WHAT IS BEING ASKED:
Could you copy each line of the entries that contains "below"?

RECORDS TO USE:

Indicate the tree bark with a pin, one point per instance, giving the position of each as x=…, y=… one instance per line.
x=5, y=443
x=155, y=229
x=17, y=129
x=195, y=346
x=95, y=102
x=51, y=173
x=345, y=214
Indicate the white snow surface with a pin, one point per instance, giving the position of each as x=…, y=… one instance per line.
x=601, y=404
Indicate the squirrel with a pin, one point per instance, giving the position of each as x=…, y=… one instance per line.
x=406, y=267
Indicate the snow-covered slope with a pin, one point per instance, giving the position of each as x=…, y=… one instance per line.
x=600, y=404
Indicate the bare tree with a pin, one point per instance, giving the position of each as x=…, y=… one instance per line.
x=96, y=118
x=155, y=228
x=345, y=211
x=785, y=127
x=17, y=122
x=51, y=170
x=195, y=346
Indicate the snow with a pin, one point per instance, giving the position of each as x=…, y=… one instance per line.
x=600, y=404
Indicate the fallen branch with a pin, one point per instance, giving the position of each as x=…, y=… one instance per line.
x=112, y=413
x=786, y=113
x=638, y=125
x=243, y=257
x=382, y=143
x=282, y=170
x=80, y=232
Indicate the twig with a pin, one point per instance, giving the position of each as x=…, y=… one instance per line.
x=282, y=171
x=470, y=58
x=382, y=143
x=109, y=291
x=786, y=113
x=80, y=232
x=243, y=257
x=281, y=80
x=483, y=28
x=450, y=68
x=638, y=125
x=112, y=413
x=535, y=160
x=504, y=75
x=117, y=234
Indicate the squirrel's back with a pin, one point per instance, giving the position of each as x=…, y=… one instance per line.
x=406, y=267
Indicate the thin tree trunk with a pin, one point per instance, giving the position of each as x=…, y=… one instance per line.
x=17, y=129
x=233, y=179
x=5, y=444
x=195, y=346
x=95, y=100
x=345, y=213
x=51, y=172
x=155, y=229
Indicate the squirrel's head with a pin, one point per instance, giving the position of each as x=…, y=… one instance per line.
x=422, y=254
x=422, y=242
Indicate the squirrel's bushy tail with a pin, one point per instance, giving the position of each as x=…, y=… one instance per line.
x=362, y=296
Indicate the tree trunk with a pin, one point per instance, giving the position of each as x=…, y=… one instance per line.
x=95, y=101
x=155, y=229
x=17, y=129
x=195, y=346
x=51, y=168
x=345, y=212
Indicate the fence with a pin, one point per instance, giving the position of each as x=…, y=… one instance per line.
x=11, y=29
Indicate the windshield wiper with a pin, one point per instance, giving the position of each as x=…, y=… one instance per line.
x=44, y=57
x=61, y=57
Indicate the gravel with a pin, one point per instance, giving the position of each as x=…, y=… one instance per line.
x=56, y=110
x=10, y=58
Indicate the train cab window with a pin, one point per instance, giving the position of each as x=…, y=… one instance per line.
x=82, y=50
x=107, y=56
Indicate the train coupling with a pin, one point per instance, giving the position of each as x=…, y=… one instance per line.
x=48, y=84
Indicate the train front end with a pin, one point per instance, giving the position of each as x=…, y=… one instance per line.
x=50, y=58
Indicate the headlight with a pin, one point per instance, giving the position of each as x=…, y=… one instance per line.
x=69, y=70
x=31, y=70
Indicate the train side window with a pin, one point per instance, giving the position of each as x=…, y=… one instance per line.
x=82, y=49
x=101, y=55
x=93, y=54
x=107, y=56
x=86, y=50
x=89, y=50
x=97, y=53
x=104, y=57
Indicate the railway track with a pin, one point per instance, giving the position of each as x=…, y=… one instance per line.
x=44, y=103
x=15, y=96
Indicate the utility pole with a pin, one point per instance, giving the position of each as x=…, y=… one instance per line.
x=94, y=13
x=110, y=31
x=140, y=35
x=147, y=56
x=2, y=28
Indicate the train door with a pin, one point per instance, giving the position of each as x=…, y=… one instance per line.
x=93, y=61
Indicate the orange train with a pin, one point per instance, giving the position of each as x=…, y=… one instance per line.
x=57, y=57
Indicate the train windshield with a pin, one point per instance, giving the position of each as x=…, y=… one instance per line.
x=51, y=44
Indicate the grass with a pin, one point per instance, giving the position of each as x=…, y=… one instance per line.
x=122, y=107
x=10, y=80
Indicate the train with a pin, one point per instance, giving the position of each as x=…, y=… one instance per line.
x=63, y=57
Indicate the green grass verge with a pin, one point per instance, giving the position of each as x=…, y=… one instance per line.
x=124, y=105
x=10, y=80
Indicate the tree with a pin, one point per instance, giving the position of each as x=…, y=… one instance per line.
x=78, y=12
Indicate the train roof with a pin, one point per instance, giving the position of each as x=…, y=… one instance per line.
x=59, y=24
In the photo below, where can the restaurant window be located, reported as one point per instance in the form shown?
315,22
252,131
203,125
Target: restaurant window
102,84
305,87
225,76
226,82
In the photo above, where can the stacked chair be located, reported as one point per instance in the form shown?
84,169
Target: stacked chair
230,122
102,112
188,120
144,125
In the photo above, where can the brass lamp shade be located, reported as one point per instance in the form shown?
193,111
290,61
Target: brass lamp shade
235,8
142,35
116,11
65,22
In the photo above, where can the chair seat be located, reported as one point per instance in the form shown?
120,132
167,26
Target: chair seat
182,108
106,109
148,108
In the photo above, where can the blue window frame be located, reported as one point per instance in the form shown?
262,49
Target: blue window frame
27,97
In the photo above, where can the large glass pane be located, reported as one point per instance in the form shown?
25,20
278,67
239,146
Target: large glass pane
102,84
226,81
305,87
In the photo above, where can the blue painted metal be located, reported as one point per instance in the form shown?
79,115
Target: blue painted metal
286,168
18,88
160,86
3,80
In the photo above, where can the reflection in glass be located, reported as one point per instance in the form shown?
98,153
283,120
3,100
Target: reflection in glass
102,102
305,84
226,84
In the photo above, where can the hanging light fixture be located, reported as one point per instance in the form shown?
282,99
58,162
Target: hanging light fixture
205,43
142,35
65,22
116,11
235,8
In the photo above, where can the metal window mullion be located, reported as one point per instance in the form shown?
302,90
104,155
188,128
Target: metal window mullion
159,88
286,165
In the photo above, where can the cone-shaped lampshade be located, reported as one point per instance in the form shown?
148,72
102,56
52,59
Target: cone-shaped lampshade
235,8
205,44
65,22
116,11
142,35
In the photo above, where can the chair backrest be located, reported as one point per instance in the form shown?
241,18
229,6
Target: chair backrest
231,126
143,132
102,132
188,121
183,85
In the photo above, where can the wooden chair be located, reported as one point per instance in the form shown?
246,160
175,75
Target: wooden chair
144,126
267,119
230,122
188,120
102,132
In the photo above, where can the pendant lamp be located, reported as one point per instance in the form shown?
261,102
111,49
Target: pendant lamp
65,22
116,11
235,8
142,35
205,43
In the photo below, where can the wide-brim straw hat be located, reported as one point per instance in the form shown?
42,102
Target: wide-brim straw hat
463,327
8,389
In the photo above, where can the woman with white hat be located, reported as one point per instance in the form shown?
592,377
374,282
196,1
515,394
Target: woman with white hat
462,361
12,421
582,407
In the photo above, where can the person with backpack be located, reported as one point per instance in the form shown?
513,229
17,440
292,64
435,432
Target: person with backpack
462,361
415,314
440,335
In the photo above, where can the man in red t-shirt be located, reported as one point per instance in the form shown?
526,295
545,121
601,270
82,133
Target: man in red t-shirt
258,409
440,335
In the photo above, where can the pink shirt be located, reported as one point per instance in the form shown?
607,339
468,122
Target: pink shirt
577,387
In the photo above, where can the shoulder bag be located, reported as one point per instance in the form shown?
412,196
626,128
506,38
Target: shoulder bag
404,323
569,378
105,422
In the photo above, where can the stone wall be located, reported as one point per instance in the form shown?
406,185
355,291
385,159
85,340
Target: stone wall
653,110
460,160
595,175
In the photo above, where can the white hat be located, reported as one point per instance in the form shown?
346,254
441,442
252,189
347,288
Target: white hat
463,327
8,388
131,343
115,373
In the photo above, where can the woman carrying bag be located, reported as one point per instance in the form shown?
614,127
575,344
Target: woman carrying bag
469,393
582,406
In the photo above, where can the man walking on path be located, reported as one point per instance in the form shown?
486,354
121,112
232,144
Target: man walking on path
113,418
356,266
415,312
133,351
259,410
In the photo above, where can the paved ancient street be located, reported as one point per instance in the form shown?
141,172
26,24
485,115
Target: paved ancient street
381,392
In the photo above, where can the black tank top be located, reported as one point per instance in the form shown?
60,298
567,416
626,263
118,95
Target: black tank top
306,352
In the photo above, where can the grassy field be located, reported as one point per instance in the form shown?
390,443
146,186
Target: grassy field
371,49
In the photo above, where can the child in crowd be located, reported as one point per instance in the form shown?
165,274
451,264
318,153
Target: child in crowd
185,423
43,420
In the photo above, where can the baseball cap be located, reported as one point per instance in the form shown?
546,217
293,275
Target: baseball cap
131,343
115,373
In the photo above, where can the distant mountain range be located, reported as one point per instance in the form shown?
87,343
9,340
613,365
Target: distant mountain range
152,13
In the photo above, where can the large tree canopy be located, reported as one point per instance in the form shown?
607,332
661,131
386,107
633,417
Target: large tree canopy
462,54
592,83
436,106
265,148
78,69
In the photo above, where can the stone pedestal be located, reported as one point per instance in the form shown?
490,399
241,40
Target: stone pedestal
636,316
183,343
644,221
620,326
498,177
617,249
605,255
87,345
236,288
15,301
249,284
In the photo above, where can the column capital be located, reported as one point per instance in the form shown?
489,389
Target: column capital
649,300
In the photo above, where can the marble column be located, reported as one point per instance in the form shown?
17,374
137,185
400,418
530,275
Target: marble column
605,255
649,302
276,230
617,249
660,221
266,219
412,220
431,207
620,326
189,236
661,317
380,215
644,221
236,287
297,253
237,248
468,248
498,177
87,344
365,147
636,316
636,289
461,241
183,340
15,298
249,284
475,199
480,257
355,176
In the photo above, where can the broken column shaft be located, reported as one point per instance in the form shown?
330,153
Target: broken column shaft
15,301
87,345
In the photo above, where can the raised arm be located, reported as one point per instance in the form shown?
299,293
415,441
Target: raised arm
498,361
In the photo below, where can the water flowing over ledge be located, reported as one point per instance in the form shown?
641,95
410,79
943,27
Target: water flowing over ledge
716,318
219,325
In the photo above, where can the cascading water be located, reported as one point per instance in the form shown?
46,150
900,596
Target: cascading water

REPLY TO THE EXERCISE:
In the photo below, where can the restaurant window be located, reported as one point per instance in the form shown?
In the photo below, where can the wide-brim straw hat be located, reported as one point per instance in the form shown?
In the photo below, where can the water flowing over ledge be located, reported as one point per instance in the form shown?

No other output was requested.